**Your goal:** Please print exactly the lines running from the one that contains "Put a dot on every instance of the green collar" to the end of the data, with both lines included.

══════════

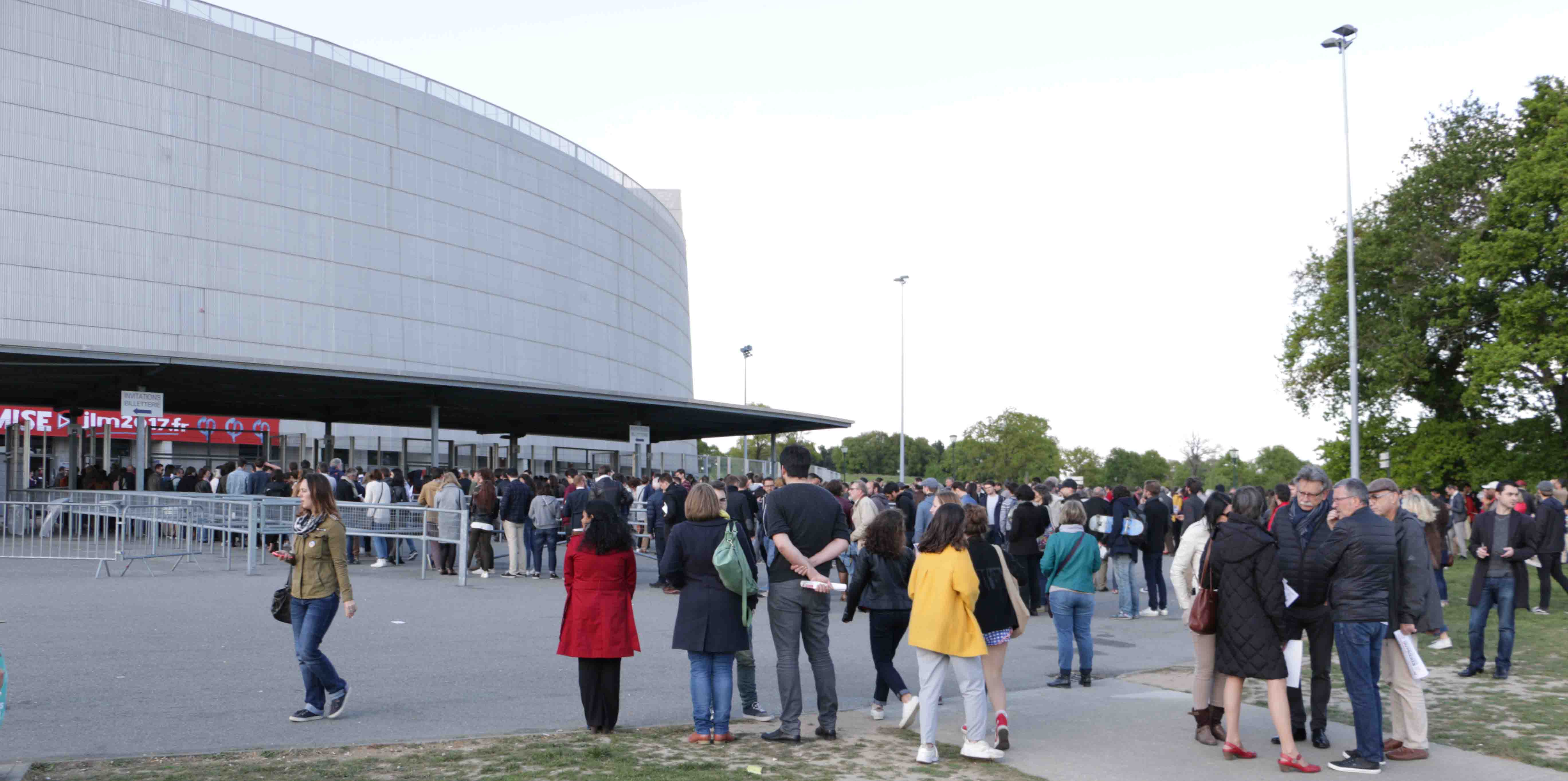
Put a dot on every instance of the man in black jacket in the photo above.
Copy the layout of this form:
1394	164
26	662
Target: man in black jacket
1301	529
1359	561
1550	542
1501	540
1410	612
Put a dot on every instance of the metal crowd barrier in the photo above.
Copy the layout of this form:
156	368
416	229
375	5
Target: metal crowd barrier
162	524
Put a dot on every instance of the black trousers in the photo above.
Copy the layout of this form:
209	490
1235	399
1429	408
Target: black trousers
888	628
600	683
1155	576
1032	570
1319	626
1551	570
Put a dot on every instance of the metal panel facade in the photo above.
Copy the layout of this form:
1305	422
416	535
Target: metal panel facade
170	184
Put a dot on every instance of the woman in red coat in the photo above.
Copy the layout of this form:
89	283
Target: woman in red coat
598	626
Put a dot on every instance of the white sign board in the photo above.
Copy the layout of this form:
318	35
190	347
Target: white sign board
140	404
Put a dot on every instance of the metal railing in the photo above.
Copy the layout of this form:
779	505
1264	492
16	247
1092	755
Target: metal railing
379	68
164	524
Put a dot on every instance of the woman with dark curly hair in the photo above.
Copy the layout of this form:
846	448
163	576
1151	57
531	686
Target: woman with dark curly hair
882	589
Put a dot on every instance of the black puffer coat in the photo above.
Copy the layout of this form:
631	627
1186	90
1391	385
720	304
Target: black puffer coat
1252	603
1359	559
1299	557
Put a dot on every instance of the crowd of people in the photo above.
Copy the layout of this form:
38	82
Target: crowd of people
957	570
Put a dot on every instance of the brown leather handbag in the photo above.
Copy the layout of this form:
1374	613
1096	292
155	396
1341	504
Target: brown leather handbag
1202	618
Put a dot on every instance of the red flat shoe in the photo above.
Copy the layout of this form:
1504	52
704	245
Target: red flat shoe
1235	752
1288	766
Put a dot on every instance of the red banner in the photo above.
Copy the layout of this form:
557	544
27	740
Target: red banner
176	429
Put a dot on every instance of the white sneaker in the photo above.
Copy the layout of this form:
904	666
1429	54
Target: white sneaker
977	750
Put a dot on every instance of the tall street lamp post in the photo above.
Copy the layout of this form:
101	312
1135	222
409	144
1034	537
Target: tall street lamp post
902	281
745	391
1344	35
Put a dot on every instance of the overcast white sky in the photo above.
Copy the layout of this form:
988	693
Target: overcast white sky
1069	186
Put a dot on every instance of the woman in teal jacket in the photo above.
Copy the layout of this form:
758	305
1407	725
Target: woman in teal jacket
1067	573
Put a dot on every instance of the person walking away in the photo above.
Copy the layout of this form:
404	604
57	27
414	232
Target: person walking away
1156	526
482	523
1123	554
515	499
1069	576
808	531
1301	529
1359	564
1501	542
1548	543
546	515
377	493
709	623
316	587
882	590
1031	521
449	498
995	612
1414	608
944	633
598	626
1189	575
1250	622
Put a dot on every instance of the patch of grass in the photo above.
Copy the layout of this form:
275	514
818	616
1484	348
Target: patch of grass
644	755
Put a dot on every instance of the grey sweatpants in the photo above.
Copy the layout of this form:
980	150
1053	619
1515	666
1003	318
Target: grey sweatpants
800	617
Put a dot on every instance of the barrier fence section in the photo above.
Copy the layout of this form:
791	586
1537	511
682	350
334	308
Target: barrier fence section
160	524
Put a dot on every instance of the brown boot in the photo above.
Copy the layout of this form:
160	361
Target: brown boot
1203	736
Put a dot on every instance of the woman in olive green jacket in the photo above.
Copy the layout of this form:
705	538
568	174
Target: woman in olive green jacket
319	583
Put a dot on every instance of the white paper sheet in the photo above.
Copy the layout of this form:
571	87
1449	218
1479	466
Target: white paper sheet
1407	645
1293	664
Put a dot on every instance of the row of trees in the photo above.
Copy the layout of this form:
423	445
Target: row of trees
1462	274
1020	446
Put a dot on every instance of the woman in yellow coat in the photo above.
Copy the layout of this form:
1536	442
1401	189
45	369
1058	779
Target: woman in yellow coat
944	633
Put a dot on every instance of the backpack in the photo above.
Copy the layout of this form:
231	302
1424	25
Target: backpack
730	562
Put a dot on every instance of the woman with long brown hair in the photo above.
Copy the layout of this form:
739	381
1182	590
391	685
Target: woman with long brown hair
321	579
882	589
482	521
944	633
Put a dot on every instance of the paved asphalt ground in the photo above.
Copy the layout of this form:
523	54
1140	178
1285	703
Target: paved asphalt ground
192	661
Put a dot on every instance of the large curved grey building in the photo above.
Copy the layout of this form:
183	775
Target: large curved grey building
176	178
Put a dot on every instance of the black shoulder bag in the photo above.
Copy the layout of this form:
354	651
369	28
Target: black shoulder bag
1059	568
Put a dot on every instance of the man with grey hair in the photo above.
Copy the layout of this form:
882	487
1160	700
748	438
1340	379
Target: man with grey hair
1359	562
1301	529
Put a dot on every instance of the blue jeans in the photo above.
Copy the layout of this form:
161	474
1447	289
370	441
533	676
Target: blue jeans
1360	647
311	618
1493	592
1073	612
1126	585
713	686
545	540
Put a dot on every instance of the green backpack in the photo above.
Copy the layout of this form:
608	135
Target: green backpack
730	561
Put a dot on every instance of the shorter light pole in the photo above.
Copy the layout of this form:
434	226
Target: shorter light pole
745	393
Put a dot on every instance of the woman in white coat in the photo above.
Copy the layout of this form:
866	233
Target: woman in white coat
1208	689
379	493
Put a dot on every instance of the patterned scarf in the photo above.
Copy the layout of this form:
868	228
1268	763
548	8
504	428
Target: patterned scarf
306	524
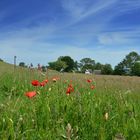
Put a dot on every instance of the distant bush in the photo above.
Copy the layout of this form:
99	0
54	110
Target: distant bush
1	60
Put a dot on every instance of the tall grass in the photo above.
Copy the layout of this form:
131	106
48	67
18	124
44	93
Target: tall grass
81	115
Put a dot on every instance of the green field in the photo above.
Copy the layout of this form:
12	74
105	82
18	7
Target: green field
110	111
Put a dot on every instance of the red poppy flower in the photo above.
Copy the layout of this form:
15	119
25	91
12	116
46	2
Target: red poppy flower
35	83
69	89
89	80
42	84
46	81
92	87
30	94
54	79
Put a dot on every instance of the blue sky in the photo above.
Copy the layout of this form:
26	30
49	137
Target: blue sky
39	31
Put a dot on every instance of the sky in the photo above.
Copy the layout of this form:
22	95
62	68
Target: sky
39	31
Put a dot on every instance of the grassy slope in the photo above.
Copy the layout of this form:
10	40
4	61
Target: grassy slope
5	67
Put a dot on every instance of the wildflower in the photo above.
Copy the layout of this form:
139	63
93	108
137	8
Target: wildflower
68	131
92	87
49	89
30	94
119	136
46	81
89	80
106	116
35	83
42	84
54	79
69	89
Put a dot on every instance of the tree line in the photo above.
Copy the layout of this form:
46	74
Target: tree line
130	65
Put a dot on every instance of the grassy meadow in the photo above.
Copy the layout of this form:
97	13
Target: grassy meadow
110	111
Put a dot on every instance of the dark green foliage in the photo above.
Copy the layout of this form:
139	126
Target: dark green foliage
128	62
22	64
107	69
69	62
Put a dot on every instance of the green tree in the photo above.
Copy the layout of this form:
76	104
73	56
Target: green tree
128	62
57	65
22	64
107	69
69	63
87	63
119	69
98	66
130	59
136	69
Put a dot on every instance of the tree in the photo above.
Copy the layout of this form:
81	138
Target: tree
128	62
69	62
130	59
136	69
107	69
57	65
22	64
87	63
98	66
1	60
119	69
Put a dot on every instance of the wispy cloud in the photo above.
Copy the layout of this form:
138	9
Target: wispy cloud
77	28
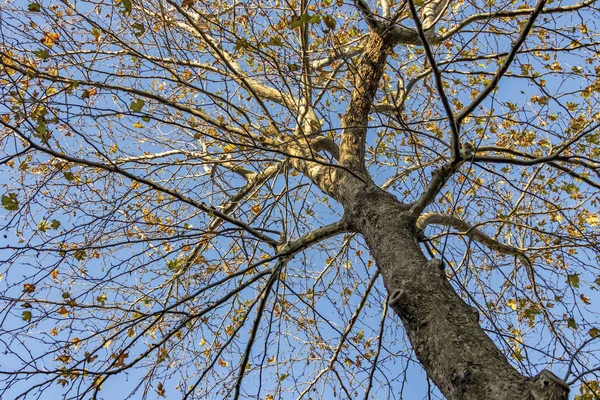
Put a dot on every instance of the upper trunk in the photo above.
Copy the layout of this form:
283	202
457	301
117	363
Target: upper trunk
444	331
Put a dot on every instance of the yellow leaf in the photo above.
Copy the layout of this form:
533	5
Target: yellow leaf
63	311
63	358
54	274
28	288
160	389
512	303
49	39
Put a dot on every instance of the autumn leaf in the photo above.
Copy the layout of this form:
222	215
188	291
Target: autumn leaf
160	389
63	311
87	93
187	3
34	7
573	280
10	202
26	316
229	148
64	358
137	105
49	39
42	54
54	274
28	288
43	226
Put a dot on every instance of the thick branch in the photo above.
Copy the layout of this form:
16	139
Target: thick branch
355	122
465	228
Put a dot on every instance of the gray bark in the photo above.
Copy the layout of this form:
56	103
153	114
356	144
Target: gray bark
458	356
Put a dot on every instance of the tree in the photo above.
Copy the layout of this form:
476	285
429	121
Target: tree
300	199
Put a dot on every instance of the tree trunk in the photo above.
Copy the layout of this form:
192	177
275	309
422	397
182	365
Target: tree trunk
444	331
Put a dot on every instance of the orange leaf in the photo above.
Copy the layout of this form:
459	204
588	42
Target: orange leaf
28	288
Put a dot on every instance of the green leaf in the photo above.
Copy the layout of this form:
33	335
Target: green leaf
10	202
573	280
42	53
137	105
26	316
34	7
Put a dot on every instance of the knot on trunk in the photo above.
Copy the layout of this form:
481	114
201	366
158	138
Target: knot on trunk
547	386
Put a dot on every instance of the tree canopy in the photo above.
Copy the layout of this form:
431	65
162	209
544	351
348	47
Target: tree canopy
231	199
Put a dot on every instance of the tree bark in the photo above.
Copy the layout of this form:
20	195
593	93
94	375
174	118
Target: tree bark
444	331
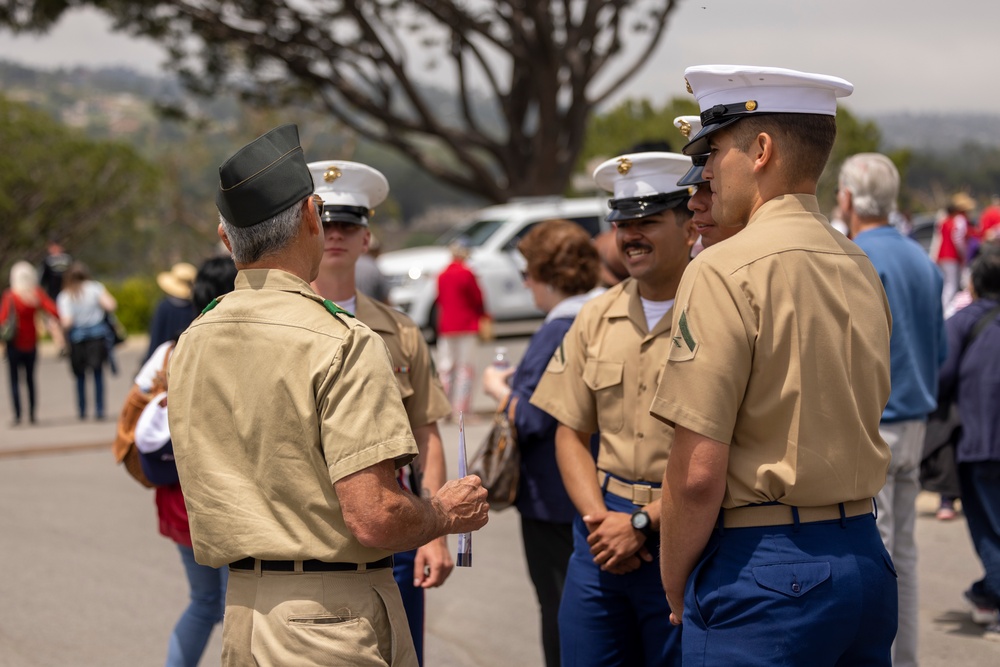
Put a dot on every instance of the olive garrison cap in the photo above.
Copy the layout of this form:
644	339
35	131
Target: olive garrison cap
264	178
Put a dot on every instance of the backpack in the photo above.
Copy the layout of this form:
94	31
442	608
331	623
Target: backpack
123	447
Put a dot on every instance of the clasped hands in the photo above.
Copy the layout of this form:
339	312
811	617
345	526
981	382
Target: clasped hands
617	547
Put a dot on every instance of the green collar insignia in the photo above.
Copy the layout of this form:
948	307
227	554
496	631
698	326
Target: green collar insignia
335	309
685	333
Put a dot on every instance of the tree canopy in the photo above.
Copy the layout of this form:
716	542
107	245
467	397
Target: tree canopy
54	182
490	96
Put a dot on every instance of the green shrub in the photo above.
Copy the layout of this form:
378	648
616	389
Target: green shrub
137	298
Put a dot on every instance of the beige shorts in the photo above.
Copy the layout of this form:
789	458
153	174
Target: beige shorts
315	618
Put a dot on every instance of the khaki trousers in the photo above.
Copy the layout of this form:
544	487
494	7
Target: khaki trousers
315	618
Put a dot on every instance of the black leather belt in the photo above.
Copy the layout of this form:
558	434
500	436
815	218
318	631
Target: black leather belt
308	565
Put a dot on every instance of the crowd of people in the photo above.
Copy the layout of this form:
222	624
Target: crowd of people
721	440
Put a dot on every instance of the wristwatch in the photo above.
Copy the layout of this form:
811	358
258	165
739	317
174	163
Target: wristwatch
641	522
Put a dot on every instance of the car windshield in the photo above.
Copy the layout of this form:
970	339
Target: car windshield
475	234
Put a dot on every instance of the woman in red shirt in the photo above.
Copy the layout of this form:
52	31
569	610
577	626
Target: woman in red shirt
460	309
26	298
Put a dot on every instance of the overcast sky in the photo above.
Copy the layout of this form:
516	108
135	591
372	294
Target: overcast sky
901	55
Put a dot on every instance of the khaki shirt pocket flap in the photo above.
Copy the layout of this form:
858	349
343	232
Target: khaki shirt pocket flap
600	375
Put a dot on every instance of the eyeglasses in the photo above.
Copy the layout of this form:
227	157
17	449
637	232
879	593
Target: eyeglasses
342	226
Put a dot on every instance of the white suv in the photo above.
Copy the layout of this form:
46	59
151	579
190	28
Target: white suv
492	236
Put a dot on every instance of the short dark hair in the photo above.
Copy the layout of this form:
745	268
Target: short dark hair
562	254
812	136
986	272
216	277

══════════

**Exercise output:**
Put a dot on every instance of the green collar insignia in the photo above.
Copy the layout of this form:
948	307
227	554
496	631
698	326
Target: green collar insignia
335	309
685	333
Put a dot on every instance of the tree canopy in the photo above.
Copy the layout of this form:
716	542
107	245
467	397
Target: tree canopy
54	182
490	96
Put a dot on every instance of the green shrub in the photo above.
Copy the layout of this form:
378	648
616	389
Target: green shrub
137	298
Put a dot on every instance of the beige shorts in the photo above.
Copy the layout of this form:
789	458
153	174
Target: beige shorts
315	618
Put a dot on every instance of the khaki trousers in the photo above.
Copy the layout of this form:
544	487
494	7
Target: khaki trousers
315	618
Put a dot on every instance of the black leather belt in the photo above.
Copy the layout of this form:
558	434
500	436
815	218
318	631
Target: black leather belt
308	565
Put a dot on every instance of the crowd of people in the photo above.
Copy the layout of this form:
222	624
Target: crowd of people
721	440
Put a dot on every instance of the wristwatch in the photo above.
Copy the layout of this form:
811	358
258	165
739	317
174	163
Target: wristwatch
641	522
Put a dot on every instance of the car windshield in the photo above.
Copy the layout of this form:
970	339
Target: car windshield
475	234
Put a dot on every instance of the woman in red shirt in the photo above.
Copy the layout of this form:
52	31
569	610
577	626
Target: woman in red shirt
460	309
26	298
Put a dot on every instance of the overcast sky in the photo above.
Copy the layout of this form:
516	108
135	591
372	294
Target: overcast sky
901	55
Put a dot on every instance of the khaki shirt pocket flap in the photo above.
Copy the layout of this form:
858	349
343	232
Target: khaki shirt pocket flap
600	375
Put a dot on every instance of the eyeglasses in the photo above.
Copy the layout of this form:
227	157
17	449
637	232
879	593
Target: eyeglasses
342	226
Put a dot on every instance of the white suv in the photo above.
Copy the layout of this form:
46	59
151	579
190	28
Target: white suv
492	236
Put a dot on every instance of the short dark hair in the photo above.
Copy the layout of this form:
745	268
Target: short dark hair
562	254
812	136
986	272
216	277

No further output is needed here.